Tasks to perform:
**a)** List every reparto (quarter) into which the Nueva Gerona article divides the city.
**b)** Answer these from the Nueva Gerona article:
(i) In what year was the city founded?
(ii) Which river crosses the city?
(iii) How long is the expressway that links the city to La Fe?

Nueva Gerona is a Cuban city, capital of the Isla de la Juventud special municipality and province. As of 2012, its population was 59,049.

History
The city was founded in 1830 by Francisco Dionisio Vives, who was the Spanish governor of Cuba at the time. There is an American graveyard in Nueva Gerona.

Geography
Nueva Gerona is located by the coast, in the north-eastern area of the island, between the hills of Caballos and Casas. It is crossed by the river Río Las Casas, which provides a navigable waterway to the Caribbean Sea.

The city is divided into the repartos (quarters) of Centro, Abel Santamaría, Sierra Caballo, Nazareno, Saigón, Chacón and José Martí. In the suburban quarter of Chacón is located the Presidio Modelo, a former prison and now a museum.

Transport
Nueva Gerona is linked to La Fe (or Santa Fe), the 2nd most populated town of the island, with the 15 km-long expressway. The harbour in Río Las Casas estuary provides to link it to Cuban mainland, at the port of Surgidero de Batabanó. Near the suburban quarter named José Martí, the Rafael Cabrera Mustelier Airport is located at.

Stored records:

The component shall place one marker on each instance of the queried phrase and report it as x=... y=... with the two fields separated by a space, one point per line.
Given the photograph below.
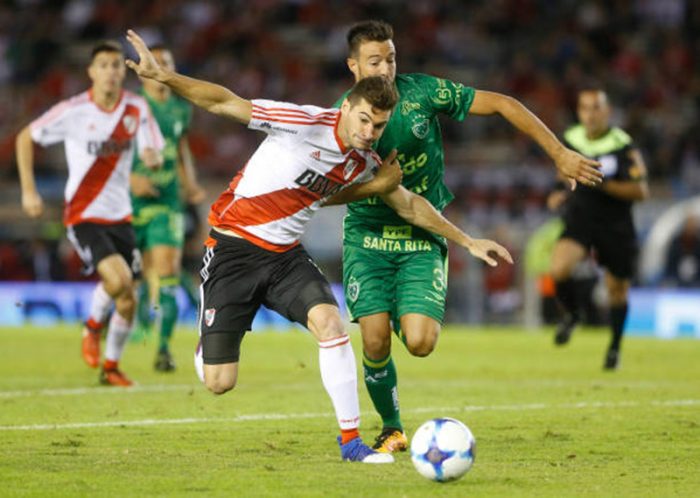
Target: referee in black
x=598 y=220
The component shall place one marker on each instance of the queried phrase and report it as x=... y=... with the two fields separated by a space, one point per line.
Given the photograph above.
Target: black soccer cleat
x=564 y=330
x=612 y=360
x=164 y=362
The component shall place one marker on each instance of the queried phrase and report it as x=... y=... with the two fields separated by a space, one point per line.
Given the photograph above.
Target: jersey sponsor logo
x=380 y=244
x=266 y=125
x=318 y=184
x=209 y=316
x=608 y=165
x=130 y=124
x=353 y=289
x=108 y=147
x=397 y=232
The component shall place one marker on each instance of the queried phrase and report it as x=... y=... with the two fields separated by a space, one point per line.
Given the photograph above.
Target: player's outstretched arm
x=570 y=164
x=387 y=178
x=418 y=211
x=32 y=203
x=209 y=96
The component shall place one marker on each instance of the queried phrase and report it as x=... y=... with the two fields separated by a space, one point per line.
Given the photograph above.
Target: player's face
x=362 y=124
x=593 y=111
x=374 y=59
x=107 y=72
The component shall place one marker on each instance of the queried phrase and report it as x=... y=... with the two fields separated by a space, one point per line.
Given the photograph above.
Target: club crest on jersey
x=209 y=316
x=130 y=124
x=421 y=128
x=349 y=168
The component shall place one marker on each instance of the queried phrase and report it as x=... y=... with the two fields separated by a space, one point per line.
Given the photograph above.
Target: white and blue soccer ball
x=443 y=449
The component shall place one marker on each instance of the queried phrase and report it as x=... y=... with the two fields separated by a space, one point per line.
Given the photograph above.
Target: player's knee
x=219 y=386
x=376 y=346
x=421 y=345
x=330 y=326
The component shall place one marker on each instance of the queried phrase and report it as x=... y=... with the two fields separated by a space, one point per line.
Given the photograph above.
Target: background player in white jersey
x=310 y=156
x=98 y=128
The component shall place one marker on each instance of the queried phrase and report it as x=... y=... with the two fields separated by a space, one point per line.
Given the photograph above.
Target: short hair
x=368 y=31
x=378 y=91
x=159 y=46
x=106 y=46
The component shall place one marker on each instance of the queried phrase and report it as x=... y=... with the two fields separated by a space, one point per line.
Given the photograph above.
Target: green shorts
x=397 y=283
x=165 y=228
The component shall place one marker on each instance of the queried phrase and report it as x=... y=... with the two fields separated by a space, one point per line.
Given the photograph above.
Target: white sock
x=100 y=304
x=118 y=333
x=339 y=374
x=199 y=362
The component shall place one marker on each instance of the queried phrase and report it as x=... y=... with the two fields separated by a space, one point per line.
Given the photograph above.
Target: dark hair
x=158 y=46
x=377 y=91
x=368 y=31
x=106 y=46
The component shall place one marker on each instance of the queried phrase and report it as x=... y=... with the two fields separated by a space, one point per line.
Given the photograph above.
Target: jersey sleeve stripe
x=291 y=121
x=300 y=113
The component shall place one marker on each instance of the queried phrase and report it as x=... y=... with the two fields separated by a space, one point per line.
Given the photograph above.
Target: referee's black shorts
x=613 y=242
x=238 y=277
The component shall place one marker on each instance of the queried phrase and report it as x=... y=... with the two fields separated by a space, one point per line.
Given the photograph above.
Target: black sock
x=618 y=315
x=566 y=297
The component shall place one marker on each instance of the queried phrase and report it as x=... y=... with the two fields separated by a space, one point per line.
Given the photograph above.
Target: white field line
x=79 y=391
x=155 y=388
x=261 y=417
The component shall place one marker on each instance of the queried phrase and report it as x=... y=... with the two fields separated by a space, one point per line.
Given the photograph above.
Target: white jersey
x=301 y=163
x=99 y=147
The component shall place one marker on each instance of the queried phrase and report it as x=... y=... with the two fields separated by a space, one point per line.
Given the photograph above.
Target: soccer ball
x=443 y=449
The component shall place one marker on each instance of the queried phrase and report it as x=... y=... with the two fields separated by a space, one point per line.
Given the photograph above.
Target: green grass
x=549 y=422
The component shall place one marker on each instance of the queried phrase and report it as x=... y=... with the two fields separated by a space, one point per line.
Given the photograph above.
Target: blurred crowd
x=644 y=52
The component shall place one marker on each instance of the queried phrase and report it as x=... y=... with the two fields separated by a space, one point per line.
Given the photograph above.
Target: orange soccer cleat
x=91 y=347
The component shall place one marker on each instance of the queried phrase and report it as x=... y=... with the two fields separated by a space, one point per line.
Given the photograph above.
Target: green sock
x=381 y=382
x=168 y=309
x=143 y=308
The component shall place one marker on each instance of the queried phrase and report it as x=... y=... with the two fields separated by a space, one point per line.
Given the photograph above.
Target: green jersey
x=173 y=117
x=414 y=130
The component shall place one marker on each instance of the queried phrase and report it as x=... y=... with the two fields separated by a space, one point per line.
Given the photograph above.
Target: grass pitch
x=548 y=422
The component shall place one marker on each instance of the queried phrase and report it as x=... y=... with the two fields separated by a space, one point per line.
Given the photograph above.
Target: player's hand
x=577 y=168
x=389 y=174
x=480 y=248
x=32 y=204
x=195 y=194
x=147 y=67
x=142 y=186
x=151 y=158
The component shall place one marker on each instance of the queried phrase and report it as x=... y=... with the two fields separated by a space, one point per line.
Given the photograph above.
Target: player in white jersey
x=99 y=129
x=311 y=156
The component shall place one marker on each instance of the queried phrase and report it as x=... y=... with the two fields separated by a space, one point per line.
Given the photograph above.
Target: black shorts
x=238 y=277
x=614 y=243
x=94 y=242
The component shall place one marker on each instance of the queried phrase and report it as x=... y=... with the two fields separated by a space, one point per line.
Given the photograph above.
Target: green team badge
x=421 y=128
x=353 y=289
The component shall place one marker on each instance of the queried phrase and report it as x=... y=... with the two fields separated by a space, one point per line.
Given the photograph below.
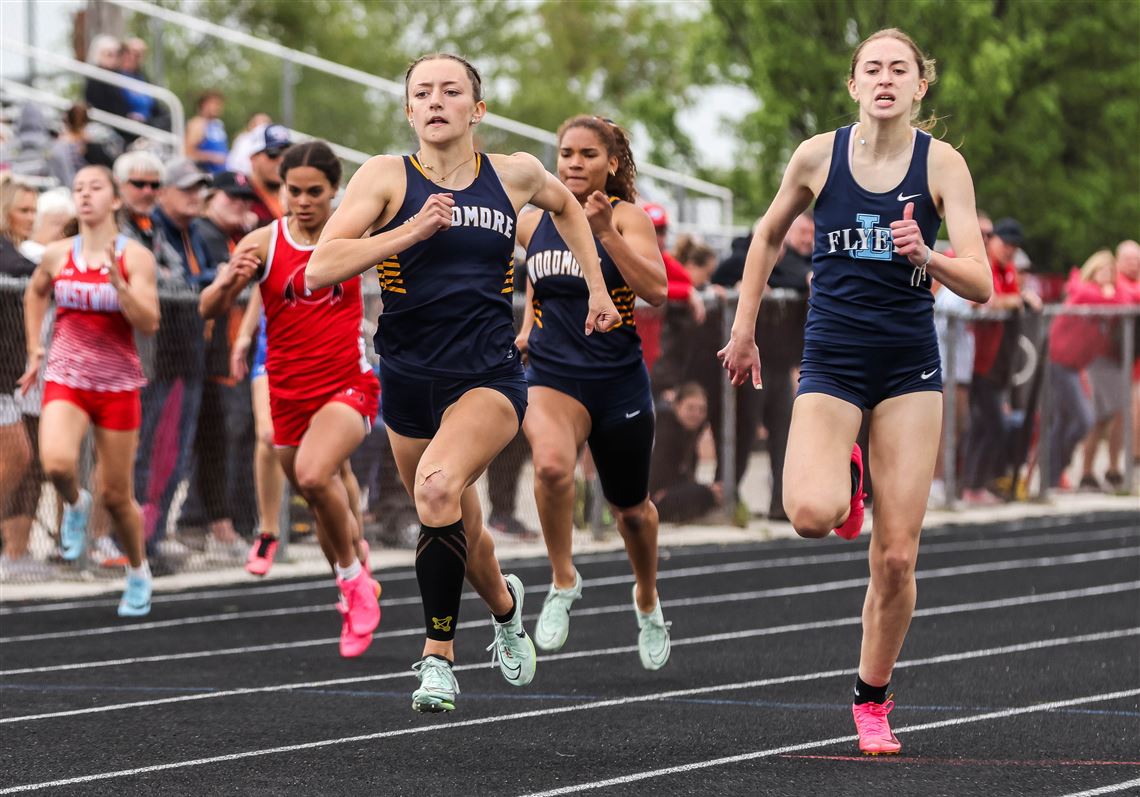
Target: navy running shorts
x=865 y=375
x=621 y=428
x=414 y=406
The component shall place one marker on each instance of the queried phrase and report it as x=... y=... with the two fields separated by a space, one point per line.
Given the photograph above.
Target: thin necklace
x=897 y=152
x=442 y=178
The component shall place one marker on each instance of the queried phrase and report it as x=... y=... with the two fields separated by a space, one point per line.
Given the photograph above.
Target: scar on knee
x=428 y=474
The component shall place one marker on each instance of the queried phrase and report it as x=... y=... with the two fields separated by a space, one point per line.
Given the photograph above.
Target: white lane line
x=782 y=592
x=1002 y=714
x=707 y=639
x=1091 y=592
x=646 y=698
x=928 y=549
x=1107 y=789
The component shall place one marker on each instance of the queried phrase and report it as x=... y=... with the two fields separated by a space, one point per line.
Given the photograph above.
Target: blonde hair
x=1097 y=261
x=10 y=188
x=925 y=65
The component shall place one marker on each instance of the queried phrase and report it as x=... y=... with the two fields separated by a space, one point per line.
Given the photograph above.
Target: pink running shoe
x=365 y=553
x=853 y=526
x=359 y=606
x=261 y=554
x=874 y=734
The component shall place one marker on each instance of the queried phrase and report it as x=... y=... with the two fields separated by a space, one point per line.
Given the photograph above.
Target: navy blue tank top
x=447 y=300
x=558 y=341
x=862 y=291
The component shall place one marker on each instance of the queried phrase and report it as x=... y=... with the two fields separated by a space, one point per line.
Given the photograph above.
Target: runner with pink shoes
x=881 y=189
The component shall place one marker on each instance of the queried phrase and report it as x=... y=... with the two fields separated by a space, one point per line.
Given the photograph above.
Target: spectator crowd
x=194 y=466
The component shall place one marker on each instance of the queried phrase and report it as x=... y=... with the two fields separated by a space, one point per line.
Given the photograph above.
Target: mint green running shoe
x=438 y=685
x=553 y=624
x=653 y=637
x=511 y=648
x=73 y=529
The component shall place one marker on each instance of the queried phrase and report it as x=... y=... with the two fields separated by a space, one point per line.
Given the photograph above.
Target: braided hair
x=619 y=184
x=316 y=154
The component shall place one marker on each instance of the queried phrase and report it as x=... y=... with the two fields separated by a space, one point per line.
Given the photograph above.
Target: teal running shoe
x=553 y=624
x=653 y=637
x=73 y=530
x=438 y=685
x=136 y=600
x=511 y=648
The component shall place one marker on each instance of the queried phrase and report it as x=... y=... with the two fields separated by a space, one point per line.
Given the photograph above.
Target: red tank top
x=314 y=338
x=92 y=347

Answers to the tasks:
**a)** Centro, Abel Santamaría, Sierra Caballo, Nazareno, Saigón, Chacón, José Martí

**b)**
(i) 1830
(ii) Río Las Casas
(iii) 15 km